» **TASK BRIEF**
Produce an exact copy of the lines from the line containing "Query: cliff face" through the last line of the listing below, both ends included, and nothing else.

##### RECORDED DATA #####

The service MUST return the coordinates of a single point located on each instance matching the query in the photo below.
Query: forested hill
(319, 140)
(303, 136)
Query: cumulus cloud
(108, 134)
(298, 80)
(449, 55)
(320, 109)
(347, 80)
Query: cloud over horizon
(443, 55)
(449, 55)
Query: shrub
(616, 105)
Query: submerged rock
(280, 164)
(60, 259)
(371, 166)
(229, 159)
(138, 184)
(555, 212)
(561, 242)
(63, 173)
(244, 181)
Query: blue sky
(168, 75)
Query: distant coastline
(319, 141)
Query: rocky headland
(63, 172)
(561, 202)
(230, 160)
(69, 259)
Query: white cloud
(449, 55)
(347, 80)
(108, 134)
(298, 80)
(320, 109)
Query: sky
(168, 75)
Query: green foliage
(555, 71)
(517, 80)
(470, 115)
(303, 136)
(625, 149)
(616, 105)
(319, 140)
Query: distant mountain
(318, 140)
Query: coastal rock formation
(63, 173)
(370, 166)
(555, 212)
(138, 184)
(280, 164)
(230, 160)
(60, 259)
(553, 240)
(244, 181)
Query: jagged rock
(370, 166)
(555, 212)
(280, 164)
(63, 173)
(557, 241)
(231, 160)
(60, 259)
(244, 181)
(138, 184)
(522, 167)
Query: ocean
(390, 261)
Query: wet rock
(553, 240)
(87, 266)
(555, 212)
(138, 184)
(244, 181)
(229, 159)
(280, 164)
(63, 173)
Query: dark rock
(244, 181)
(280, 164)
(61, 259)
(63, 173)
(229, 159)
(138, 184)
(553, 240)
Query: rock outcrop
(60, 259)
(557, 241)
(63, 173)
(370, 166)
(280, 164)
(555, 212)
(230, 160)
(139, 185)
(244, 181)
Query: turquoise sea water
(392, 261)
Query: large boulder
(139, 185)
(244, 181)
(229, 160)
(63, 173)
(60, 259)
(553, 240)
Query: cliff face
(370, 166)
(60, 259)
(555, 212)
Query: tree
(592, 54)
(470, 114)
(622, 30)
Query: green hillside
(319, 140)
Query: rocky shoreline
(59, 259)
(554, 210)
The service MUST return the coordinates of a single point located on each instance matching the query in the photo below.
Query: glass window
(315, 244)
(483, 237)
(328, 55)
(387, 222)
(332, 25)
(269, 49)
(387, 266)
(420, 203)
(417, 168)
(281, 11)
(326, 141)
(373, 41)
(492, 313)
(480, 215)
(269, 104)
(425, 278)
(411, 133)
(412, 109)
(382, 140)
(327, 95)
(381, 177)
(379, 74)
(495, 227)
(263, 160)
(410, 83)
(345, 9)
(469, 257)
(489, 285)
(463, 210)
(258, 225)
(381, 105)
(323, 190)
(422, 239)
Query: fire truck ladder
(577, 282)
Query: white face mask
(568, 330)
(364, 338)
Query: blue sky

#####

» **OUTPUT OF THE TASK**
Query: cliff face
(370, 166)
(60, 259)
(555, 212)
Query: tree
(592, 54)
(470, 114)
(622, 30)
Query: green hillside
(319, 140)
Query: rocky shoreline
(59, 259)
(554, 210)
The service MUST return the coordinates of a single point located on each instance matching the query in the photo below.
Query: glass window
(315, 244)
(483, 237)
(328, 55)
(387, 222)
(332, 25)
(269, 49)
(387, 266)
(420, 203)
(417, 168)
(281, 11)
(326, 141)
(373, 41)
(492, 313)
(480, 215)
(269, 104)
(425, 278)
(411, 133)
(412, 109)
(382, 140)
(327, 95)
(381, 177)
(379, 74)
(495, 227)
(263, 160)
(410, 83)
(345, 9)
(469, 257)
(489, 285)
(463, 210)
(258, 225)
(381, 105)
(323, 190)
(422, 239)
Query: fire truck ladder
(577, 282)
Query: white face mask
(568, 330)
(364, 338)
Query: blue sky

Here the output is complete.